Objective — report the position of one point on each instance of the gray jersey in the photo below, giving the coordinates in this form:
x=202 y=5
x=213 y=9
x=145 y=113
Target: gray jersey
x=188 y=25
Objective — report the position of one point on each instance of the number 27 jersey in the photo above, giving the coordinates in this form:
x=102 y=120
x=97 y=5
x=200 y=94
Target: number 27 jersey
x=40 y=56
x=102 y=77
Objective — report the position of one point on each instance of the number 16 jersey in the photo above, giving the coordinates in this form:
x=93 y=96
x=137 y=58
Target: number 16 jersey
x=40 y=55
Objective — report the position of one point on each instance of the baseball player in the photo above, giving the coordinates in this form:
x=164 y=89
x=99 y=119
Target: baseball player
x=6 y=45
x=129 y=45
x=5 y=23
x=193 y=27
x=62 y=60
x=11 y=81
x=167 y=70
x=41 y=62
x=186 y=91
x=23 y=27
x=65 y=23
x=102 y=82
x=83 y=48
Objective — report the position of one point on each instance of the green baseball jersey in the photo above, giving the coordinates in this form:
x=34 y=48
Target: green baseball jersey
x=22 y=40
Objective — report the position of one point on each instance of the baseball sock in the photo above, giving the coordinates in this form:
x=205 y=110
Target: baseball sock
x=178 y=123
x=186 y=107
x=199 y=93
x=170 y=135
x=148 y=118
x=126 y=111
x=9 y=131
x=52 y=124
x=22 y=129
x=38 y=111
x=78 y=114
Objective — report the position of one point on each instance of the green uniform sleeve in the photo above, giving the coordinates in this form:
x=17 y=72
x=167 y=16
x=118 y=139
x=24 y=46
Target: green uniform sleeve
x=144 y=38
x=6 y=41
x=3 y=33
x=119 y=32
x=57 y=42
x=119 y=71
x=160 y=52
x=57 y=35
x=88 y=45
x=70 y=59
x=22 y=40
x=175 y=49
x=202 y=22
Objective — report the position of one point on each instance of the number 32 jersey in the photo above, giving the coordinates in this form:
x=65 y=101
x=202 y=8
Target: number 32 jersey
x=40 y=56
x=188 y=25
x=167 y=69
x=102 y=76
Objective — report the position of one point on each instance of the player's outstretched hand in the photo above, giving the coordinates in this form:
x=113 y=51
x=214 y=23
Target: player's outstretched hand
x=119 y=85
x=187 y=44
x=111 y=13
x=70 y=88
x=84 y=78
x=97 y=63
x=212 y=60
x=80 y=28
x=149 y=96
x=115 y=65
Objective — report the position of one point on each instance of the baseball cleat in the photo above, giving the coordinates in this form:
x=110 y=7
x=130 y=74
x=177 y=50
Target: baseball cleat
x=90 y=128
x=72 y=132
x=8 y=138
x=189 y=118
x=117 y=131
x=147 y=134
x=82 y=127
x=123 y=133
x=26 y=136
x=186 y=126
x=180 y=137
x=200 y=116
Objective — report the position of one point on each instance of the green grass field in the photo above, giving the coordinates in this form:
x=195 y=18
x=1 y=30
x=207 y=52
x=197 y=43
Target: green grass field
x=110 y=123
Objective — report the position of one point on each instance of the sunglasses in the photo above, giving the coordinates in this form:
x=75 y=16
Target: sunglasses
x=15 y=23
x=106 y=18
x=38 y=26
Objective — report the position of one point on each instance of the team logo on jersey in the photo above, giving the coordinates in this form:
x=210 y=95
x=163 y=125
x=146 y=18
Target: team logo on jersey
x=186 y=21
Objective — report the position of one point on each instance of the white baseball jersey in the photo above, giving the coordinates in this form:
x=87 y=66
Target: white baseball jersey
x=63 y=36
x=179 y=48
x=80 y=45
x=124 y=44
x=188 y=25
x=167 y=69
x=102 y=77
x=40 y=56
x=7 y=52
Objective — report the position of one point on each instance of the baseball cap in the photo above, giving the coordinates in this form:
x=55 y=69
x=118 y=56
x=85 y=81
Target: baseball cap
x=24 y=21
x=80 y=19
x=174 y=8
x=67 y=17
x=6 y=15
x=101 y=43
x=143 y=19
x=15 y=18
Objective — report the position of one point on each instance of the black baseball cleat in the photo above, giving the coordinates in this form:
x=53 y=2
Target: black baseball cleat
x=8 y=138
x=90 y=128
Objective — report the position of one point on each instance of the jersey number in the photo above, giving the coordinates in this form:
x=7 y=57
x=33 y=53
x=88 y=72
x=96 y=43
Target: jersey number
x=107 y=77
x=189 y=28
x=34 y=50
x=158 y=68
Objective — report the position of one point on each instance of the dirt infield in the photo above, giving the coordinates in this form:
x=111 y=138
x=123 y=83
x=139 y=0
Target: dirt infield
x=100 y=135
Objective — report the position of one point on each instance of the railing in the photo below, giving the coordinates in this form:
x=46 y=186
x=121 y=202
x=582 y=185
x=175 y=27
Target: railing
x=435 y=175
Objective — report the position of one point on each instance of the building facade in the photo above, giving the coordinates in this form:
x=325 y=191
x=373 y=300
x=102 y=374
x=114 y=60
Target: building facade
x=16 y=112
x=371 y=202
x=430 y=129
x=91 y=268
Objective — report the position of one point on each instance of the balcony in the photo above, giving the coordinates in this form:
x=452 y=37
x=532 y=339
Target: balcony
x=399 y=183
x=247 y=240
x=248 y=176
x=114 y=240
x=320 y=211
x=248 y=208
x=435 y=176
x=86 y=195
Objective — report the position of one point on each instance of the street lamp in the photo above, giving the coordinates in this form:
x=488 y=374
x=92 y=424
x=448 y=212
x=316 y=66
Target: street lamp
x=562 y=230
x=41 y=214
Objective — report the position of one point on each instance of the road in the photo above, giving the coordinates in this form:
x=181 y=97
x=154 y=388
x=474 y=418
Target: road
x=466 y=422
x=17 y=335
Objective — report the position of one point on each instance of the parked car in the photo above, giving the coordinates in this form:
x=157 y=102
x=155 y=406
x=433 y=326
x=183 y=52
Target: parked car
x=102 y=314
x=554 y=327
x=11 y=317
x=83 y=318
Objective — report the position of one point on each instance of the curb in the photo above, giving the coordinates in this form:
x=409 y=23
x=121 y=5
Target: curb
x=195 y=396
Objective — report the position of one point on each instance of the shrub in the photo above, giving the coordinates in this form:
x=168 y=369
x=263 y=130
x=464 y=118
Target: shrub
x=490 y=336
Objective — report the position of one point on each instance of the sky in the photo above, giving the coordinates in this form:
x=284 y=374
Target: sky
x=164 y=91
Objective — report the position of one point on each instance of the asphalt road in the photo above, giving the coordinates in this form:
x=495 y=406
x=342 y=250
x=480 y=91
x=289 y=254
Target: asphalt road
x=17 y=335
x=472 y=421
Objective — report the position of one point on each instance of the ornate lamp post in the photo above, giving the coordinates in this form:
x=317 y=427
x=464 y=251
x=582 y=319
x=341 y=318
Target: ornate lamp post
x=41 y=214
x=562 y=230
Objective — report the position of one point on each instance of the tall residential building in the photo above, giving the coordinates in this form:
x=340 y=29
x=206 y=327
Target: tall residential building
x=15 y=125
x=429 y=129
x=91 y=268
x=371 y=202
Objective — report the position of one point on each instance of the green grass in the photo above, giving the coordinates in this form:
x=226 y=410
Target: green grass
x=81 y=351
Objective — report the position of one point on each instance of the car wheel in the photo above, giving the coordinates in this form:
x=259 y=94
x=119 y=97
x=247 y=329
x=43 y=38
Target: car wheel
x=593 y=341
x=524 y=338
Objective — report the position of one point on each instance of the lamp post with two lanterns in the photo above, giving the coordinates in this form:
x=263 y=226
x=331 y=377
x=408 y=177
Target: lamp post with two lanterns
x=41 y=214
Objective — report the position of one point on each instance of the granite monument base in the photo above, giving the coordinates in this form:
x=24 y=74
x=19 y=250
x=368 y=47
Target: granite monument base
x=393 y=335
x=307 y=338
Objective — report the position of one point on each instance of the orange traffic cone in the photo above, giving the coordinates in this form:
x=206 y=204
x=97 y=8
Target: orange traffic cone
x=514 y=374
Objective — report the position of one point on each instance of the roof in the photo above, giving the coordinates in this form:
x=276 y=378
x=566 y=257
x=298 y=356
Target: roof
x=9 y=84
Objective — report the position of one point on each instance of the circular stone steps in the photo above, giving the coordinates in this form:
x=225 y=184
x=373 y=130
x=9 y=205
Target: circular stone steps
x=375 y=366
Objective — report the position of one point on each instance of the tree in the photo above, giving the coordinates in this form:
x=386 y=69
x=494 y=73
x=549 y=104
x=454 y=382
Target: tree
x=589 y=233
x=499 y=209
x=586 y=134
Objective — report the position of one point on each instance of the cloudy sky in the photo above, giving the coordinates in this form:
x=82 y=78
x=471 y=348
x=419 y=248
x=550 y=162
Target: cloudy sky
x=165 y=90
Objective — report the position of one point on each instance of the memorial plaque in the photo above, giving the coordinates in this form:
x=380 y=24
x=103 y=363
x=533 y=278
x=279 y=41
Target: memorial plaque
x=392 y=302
■ ■ ■ ■ ■
* **Task requirements**
The answer must consist of each line in the entries above that includes "below".

* **Worked solution**
Objective — report the position of one point on each instance of the gray jersey in the photo below, giving the coordinates in this form:
Objective — report the position of one point on each instance of the railing in the photo below, giving the coordinates in this form:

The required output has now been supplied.